まずは下記ホームページにアクセスして、支給申請マニュアルを入手しましょう。

小規模事業者用雇用調整助成金ホームページはこちら

これが支給申請マニュアルの表紙です。

提出資料の作成

休業実績を確認

まず最初に行う作業は休業実績の確認です。使用する書類は、様式特小第2号(新型コロナウイルス感染症)です。

①申請対象期間

支給申請は1か月単位で行います。通常は給与の締め日に合わせて行います。20日締めであれば、令和2年4月21日~令和2年5月20日という感じになります。

②従業員数

雇用保険に加入している従業員数を入力します。

ポイント

2カ月を超えて使用される者が対象です。ただし、2カ月を超えていなくても雇用期間の定めのない者および2カ月を超える雇用期間の定めのある者を含みます。

③休業手当支払い率

休業した従業員に対して、給与総額の何パーセントを支払ったかです。

1日あたりの賃金が10,000円の従業員が会社を休んだとき、月給から10,000万円を休業控除として差し引きます。これに対して休業手当として7,000円を支払った場合、休業手当支払い率は70%となります。

会社を休ませたけど、給料を満額支払ったという場合は100%となります。ただし、有給休暇として休ませた場合は休業扱いとはなりません(有給休暇は従業員の権利であり、会社要請で取得するものではないので)

========================

● 取り組む作業:
1) 提示文のうち、「2カ月を超えて使用される者が」を含む語句で始まり「で取得するものではないので)」で終わる部分を、一字一句違えずに書き写してください。
2) 提示文によると、休業実績の確認に使用する書類は何か。
このあとに並ぶ項目は参照しなくてかまわない。

========================

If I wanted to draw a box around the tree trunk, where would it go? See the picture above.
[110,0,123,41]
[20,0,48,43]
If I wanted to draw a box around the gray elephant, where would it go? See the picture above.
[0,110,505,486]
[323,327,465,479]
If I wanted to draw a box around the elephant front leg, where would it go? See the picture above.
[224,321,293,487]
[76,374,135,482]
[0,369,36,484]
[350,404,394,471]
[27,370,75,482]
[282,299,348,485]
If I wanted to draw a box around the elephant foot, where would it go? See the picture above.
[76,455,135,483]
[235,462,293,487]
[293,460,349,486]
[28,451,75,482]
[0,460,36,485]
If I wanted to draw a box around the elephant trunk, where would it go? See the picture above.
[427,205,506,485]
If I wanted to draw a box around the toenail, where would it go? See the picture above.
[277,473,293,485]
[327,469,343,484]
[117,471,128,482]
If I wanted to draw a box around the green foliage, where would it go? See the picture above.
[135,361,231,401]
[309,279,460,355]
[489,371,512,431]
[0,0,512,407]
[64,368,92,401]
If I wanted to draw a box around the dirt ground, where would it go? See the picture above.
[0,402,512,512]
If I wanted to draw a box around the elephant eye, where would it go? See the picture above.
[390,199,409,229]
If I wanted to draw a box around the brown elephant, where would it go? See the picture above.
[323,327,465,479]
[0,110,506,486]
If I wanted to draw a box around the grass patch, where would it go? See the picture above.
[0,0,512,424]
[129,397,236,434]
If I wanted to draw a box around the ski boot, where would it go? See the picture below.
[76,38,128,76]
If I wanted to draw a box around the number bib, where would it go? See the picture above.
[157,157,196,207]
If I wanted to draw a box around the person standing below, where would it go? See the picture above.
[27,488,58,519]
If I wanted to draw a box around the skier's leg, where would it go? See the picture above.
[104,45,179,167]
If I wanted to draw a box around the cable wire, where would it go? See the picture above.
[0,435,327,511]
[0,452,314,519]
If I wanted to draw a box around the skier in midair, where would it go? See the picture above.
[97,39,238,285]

========================

● 作業の解答:
1)
2カ月を超えて使用される者が対象です。ただし、2カ月を超えていなくても雇用期間の定めのない者および2カ月を超える雇用期間の定めのある者を含みます。

③休業手当支払い率

休業した従業員に対して、給与総額の何パーセントを支払ったかです。

1日あたりの賃金が10,000円の従業員が会社を休んだとき、月給から10,000万円を休業控除として差し引きます。これに対して休業手当として7,000円を支払った場合、休業手当支払い率は70%となります。

会社を休ませたけど、給料を満額支払ったという場合は100%となります。ただし、有給休暇として休ませた場合は休業扱いとはなりません(有給休暇は従業員の権利であり、会社要請で取得するものではないので)

2) 様式特小第2号(新型コロナウイルス感染症)